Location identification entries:
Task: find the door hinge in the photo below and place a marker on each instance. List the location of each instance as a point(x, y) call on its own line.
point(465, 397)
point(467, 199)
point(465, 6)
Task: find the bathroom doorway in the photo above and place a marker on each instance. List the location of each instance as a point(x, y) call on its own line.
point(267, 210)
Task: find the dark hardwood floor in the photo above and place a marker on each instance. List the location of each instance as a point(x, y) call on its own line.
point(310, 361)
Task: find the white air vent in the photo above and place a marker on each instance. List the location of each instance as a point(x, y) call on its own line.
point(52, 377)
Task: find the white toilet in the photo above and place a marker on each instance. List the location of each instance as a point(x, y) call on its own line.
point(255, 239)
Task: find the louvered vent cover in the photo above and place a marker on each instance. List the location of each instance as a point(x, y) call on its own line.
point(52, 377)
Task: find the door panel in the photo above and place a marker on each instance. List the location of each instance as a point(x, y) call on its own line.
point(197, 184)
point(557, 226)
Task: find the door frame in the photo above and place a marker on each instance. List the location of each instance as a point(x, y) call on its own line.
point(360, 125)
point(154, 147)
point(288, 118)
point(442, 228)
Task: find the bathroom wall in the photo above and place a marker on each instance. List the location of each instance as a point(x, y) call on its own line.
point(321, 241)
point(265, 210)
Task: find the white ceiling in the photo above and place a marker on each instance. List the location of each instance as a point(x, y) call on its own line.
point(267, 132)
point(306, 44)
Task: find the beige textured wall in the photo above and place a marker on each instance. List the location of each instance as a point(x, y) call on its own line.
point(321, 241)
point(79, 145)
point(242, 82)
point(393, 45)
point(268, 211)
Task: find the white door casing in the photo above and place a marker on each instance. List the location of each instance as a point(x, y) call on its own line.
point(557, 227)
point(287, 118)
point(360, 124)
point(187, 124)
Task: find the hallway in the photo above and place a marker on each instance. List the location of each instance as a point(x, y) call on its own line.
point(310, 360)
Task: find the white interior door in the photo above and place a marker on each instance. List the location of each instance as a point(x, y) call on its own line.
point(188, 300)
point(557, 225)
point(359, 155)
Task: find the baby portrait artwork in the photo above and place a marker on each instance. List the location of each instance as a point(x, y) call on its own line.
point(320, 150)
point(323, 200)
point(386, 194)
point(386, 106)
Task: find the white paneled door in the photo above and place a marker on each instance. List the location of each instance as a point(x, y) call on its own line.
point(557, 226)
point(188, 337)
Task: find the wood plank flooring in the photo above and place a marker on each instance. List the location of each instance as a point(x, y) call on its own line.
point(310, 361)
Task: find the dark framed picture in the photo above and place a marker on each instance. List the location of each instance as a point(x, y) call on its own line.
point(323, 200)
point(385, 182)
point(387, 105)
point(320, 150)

REQUIREMENT: Copy every one of the entries above word for word, without changing anything.

TASK SOLUTION:
Task: find the door hinge in the photo below and place a marker on each instance. List the location of each instance as a point(x, y) call on its own line.
point(465, 397)
point(467, 199)
point(465, 6)
Task: find the bathroom doorway in the photo above and place a marker on each instance. List the location of each instance as a point(x, y) call on its own line.
point(267, 210)
Task: find the dark hardwood floor in the photo above and place a marker on each instance. List the location of each instance as a point(x, y) call on its own line.
point(310, 361)
Task: find the white air vent in the photo above and place a marker on each instance. List the location of each instance as a point(x, y) call on its own line.
point(52, 377)
Task: find the white toilet in the photo above and place a marker on each instance. List the location of each instance as a point(x, y) call on its own line.
point(255, 239)
Task: find the louvered vent cover in the photo above and place a marker on each instance. List the location of each instance as a point(x, y) call on its own line.
point(52, 377)
Task: find the door panel in the photo above and place a marker on each instance. List the location of each instance as a point(x, y) call on its own line.
point(197, 184)
point(557, 226)
Task: find the door frame in the photo above and place a marker on each instance. List the location of each instance as a point(x, y) call on its own line.
point(360, 125)
point(154, 147)
point(288, 118)
point(442, 228)
Task: find the bathroom wall in the photo above and place a marker on each instance. List the location of each instance as a point(x, y) call on its own line.
point(321, 241)
point(265, 210)
Task: find the white ceiling in the photo above and place a marker on each instance. List the location of each instance as a point(x, y) call on its own line.
point(267, 132)
point(306, 44)
Task: find the beige textured wall in the photo above and place a marker on each instance. List the location of each instance as a point(x, y) call on its own line.
point(321, 241)
point(79, 145)
point(242, 82)
point(393, 45)
point(268, 211)
Task: find the white door casing in the photo above and place a marker on each instance. List the location of each instance as a point(x, y) call on its own line.
point(557, 227)
point(287, 118)
point(360, 124)
point(187, 124)
Task: find the hallway in the photo above and place a marker on each instance. List the location of each instance as a point(x, y) call on its own line.
point(310, 360)
Task: find the white interior door in the photo above and place a marker on each instance. List the location of each instance as a point(x, y) call on its own line.
point(188, 300)
point(557, 225)
point(359, 155)
Task: find the baby portrait artwork in the photo above and place a marker on each instance. List the location of each instance as a point(x, y) call on its own line.
point(320, 150)
point(323, 200)
point(386, 194)
point(386, 106)
Task: find the white paneled door in the photo above and place a marker on each instance. List the location of each instance as a point(x, y) call on its own line.
point(557, 226)
point(188, 337)
Task: find the wood plank flooring in the photo above and place a marker on each instance. List the location of each instance as a point(x, y) call on its own line.
point(310, 361)
Task: find the dark framed picture in the photo above and place a marker on each instance. List the location of each instance as a point(x, y) call on its own line.
point(323, 200)
point(385, 182)
point(387, 105)
point(320, 150)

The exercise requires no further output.